[What you need to do]: In two sentences, summarize the report on North Korea's garbage balloons.

[Extract]:
################
North Korea has resumed an extraordinary tactic to show its anger toward South Korea: dumping garbage from the air over the world's most heavily armed border.
South Korea's military said it found 260 balloons floating in the Demilitarized Zone, the buffer zone between the North and South Koreas, between Tuesday night and Wednesday. Soon after, residents across South Korea, including in the capital Seoul, reported seeing plastic bags falling from the sky.
Authorities sent in chemical and biological counterterrorism units and bomb disposal teams to check for explosives, but found only garbage including cigarette butts, plastic bottles, used paper and shoes, and what appeared to be compost. The South Korean military said the garbage had been released on a timer when the balloon reached South Korean airspace.
North Korea has adopted an increasingly belligerent military posture in recent years. Following this week's unusual attack, South Korea issued mobile phone warnings to residents near the inter-Korean border, urging them to avoid outdoor activities and to be on the lookout for unidentified objects falling from the sky. The warning message contained an automatically generated phrase in English: “Air raid warning,” causing confusion. The government said it would fix the glitch.
“Such actions by North Korea are a clear violation of international law and a serious threat to the safety of our people,” South Korea's military said in a statement on Wednesday. “We solemnly warn North Korea to stop this anti-humanitarian and dirty operation.”
The North Korean balloons arrived in South Korea just days after the Pyongyang government accused defectors living in South Korea of ​​”scattering leaflets and various filthy things” in border counties and vowed to take “retaliatory measures.”
“Large amounts of waste paper and filth will soon be strewn across the border and inland areas of South Korea,” North Korea's Vice Defense Minister Kim Kang Il said in a statement Saturday. “North Korea will experience firsthand how much effort it takes to remove them.”
################
[Given records]:

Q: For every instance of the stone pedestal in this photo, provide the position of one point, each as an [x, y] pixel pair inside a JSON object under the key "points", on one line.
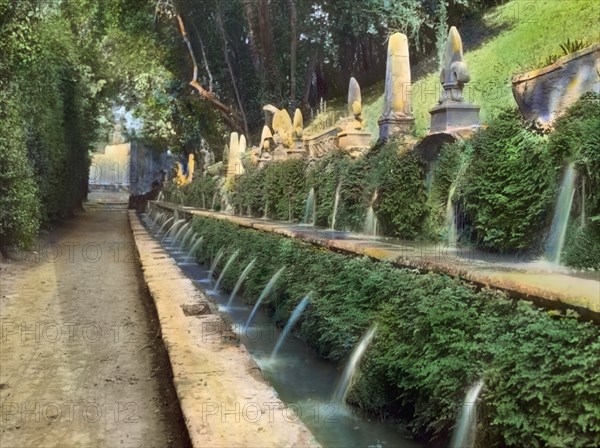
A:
{"points": [[355, 139], [391, 125], [453, 115], [279, 154]]}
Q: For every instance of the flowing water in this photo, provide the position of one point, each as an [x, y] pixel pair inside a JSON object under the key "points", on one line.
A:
{"points": [[451, 219], [265, 292], [197, 244], [164, 224], [562, 211], [335, 204], [226, 268], [186, 236], [583, 202], [180, 232], [214, 264], [465, 431], [347, 378], [173, 229], [301, 378], [371, 224], [289, 325], [241, 279], [310, 209]]}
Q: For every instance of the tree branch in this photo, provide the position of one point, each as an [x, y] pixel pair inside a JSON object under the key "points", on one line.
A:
{"points": [[225, 111]]}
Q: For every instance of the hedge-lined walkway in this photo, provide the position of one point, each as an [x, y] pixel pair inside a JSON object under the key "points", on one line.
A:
{"points": [[81, 361]]}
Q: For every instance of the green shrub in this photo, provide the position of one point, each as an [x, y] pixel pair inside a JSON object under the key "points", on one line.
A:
{"points": [[19, 201], [399, 180], [436, 336], [508, 186]]}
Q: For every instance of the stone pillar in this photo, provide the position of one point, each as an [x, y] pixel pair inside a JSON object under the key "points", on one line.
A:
{"points": [[453, 112], [352, 138], [233, 160], [241, 151], [397, 110]]}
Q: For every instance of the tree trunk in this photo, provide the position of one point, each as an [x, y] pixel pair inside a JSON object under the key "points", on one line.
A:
{"points": [[310, 69], [250, 14], [210, 77], [219, 20], [293, 48], [267, 45]]}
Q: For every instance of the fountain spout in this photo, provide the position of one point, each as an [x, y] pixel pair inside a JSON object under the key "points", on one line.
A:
{"points": [[347, 379], [290, 324], [466, 427], [265, 292]]}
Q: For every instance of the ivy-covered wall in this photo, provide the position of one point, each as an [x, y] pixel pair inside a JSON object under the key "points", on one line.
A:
{"points": [[49, 104], [503, 184], [436, 337]]}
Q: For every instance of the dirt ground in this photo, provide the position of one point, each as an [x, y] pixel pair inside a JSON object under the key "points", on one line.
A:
{"points": [[82, 363]]}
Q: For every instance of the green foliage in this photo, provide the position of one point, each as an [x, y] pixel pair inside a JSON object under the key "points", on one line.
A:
{"points": [[436, 336], [576, 139], [582, 246], [285, 190], [508, 186], [51, 100], [515, 49], [573, 46], [202, 192], [19, 201], [399, 179], [445, 179]]}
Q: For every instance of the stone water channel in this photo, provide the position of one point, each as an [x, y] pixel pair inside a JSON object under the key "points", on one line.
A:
{"points": [[304, 381]]}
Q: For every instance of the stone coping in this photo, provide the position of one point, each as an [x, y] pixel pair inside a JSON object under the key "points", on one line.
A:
{"points": [[546, 286], [225, 399], [556, 66]]}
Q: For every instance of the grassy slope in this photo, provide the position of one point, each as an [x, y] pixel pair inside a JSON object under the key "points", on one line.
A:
{"points": [[535, 29]]}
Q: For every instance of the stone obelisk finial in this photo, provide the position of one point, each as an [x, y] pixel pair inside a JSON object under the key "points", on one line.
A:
{"points": [[233, 156], [454, 74], [397, 111], [453, 112], [353, 96]]}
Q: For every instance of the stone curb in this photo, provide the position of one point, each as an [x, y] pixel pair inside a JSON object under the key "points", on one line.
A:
{"points": [[225, 400], [587, 305]]}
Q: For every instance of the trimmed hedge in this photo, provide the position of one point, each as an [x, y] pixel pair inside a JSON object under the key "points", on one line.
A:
{"points": [[437, 335]]}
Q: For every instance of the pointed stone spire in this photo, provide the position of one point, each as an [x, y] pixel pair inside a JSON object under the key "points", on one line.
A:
{"points": [[452, 111], [265, 138], [454, 74], [241, 151], [353, 97], [298, 124], [397, 110]]}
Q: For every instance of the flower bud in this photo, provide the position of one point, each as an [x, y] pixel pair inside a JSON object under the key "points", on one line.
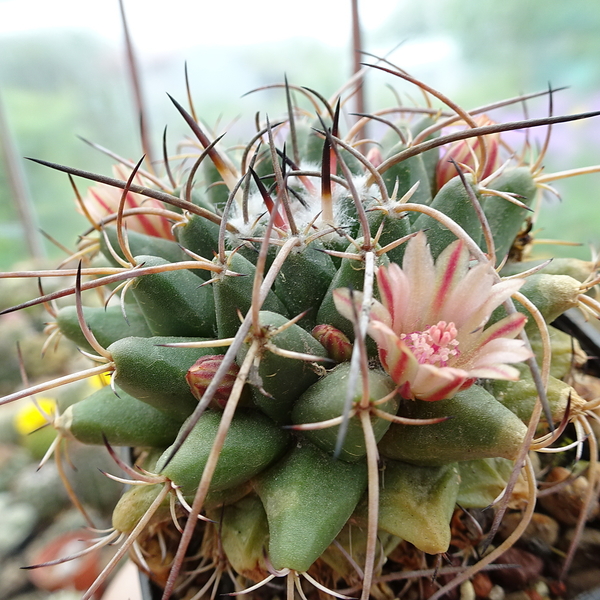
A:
{"points": [[202, 372]]}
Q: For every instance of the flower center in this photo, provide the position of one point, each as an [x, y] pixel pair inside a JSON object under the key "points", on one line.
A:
{"points": [[435, 345]]}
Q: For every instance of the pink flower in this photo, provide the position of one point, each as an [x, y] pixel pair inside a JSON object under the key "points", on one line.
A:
{"points": [[429, 327], [102, 200]]}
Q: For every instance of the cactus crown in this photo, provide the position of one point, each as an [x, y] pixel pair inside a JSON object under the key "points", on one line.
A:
{"points": [[316, 338]]}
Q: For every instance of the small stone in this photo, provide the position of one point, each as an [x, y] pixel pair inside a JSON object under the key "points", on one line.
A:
{"points": [[566, 504], [529, 570], [588, 547]]}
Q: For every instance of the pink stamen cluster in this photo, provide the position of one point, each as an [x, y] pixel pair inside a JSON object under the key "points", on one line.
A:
{"points": [[435, 345]]}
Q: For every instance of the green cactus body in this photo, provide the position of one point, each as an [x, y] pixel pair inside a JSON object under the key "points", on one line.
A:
{"points": [[416, 504], [139, 243], [155, 374], [325, 400], [283, 379], [191, 306], [253, 442], [120, 419], [280, 502], [479, 427], [504, 218], [453, 200], [308, 497]]}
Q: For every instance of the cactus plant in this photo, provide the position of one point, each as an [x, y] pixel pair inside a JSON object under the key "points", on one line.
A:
{"points": [[313, 347]]}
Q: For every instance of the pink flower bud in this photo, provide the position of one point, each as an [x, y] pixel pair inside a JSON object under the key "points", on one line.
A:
{"points": [[338, 346]]}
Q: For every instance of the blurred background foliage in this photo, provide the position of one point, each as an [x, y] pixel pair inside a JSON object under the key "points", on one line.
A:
{"points": [[56, 83]]}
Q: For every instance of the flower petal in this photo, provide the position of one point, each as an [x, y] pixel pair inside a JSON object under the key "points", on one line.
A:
{"points": [[394, 290], [419, 269], [451, 267], [494, 298]]}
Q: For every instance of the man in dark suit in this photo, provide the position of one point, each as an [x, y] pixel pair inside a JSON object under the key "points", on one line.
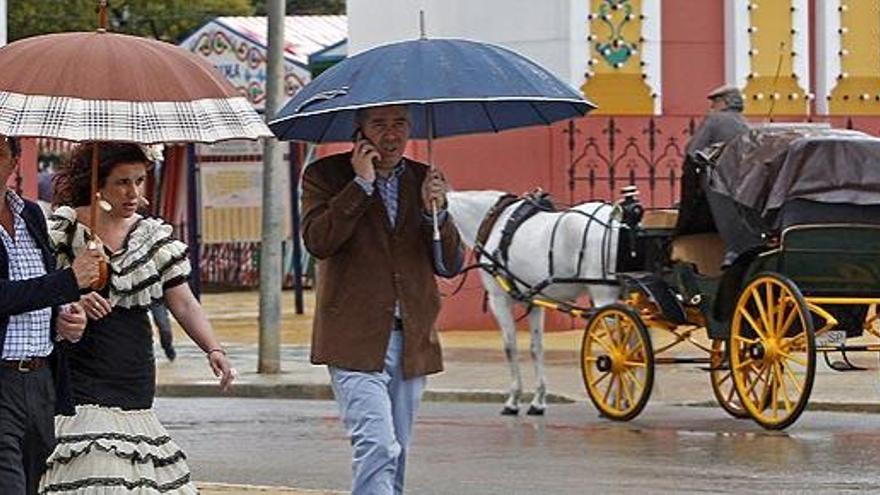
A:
{"points": [[31, 324], [368, 222]]}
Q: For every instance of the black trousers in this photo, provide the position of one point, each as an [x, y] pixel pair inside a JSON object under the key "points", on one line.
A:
{"points": [[27, 428]]}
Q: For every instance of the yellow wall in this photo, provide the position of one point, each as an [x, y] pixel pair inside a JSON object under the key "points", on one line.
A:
{"points": [[615, 81], [858, 93], [772, 87]]}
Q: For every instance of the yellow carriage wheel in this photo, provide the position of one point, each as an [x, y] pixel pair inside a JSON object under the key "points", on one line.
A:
{"points": [[722, 382], [617, 362], [772, 351]]}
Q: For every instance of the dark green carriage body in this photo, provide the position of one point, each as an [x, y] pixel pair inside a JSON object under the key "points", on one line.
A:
{"points": [[837, 260], [801, 201]]}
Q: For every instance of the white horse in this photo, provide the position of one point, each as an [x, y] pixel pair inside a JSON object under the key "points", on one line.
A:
{"points": [[529, 261]]}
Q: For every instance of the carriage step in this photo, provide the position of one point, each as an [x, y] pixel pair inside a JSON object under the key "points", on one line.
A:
{"points": [[667, 360]]}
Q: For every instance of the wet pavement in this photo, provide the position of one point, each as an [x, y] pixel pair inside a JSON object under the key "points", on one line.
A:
{"points": [[470, 449], [701, 448]]}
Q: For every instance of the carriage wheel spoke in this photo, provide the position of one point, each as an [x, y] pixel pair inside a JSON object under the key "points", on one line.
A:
{"points": [[762, 400], [752, 323], [610, 386], [771, 310], [758, 378], [636, 381], [608, 347], [747, 340], [756, 297], [780, 377], [748, 362], [597, 381], [792, 358], [794, 380], [624, 385], [788, 343], [731, 395], [774, 390], [780, 312]]}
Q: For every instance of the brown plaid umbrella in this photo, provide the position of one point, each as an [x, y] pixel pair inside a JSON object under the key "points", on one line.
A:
{"points": [[99, 86]]}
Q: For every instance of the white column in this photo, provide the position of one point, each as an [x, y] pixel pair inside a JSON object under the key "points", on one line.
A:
{"points": [[652, 28], [827, 48], [3, 15], [737, 43]]}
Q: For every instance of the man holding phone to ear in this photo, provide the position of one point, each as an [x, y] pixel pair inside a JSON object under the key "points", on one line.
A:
{"points": [[367, 219]]}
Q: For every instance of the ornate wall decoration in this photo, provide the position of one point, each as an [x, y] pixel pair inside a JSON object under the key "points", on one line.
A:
{"points": [[768, 50], [244, 63], [855, 78], [624, 62]]}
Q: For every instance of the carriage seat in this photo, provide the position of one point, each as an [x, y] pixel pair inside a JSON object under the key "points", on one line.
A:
{"points": [[660, 219], [706, 251]]}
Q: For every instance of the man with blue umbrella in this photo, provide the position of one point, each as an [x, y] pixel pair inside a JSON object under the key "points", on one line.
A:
{"points": [[367, 219]]}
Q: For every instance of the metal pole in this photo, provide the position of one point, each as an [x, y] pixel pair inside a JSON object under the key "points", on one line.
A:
{"points": [[270, 245], [4, 12], [294, 159]]}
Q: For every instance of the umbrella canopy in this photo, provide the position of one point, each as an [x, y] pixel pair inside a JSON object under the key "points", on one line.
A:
{"points": [[100, 86], [459, 86]]}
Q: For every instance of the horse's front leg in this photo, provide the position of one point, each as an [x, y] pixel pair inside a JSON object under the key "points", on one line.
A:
{"points": [[536, 327], [502, 307]]}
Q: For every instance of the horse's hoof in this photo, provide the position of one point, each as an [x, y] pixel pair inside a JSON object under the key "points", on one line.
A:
{"points": [[510, 411]]}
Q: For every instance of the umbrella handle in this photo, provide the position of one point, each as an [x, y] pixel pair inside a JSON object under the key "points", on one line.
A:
{"points": [[103, 268]]}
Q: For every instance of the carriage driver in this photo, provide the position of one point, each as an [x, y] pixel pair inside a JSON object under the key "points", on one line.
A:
{"points": [[367, 220], [724, 120]]}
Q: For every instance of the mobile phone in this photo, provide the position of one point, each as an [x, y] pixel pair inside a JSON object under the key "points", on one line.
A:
{"points": [[358, 136]]}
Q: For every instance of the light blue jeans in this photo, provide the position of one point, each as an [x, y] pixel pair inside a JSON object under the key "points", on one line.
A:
{"points": [[378, 410]]}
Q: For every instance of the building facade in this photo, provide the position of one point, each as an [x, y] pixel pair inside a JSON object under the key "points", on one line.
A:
{"points": [[648, 65]]}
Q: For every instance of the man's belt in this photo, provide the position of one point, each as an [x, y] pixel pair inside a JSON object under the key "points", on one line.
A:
{"points": [[25, 365]]}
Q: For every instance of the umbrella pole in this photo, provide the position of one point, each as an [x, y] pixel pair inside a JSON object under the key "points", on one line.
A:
{"points": [[103, 271], [437, 245], [95, 198], [429, 129]]}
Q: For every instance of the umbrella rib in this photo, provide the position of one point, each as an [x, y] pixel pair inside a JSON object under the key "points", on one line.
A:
{"points": [[540, 114], [327, 127], [489, 116]]}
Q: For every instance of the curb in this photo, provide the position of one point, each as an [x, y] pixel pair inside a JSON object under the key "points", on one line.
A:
{"points": [[325, 392], [818, 406], [231, 488]]}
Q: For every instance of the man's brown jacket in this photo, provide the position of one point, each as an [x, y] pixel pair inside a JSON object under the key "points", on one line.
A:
{"points": [[365, 265]]}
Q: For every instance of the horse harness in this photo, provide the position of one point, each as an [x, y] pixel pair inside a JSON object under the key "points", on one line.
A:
{"points": [[531, 204]]}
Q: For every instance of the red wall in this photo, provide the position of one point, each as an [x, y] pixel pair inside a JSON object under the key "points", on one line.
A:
{"points": [[692, 54]]}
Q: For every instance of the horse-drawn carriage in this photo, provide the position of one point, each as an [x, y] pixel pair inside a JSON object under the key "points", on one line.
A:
{"points": [[775, 254]]}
################
[Your solution]: South Korea's military found 260 North Korean balloons in the Demilitarized Zone, which released garbage on a timer over South Korean airspace, and checks found only items such as cigarette butts, plastic bottles, used paper, shoes and what appeared to be compost. South Korea called the action a clear violation of international law, and the balloons arrived days after North Korea accused defectors in the South of scattering leaflets and vowed retaliatory measures.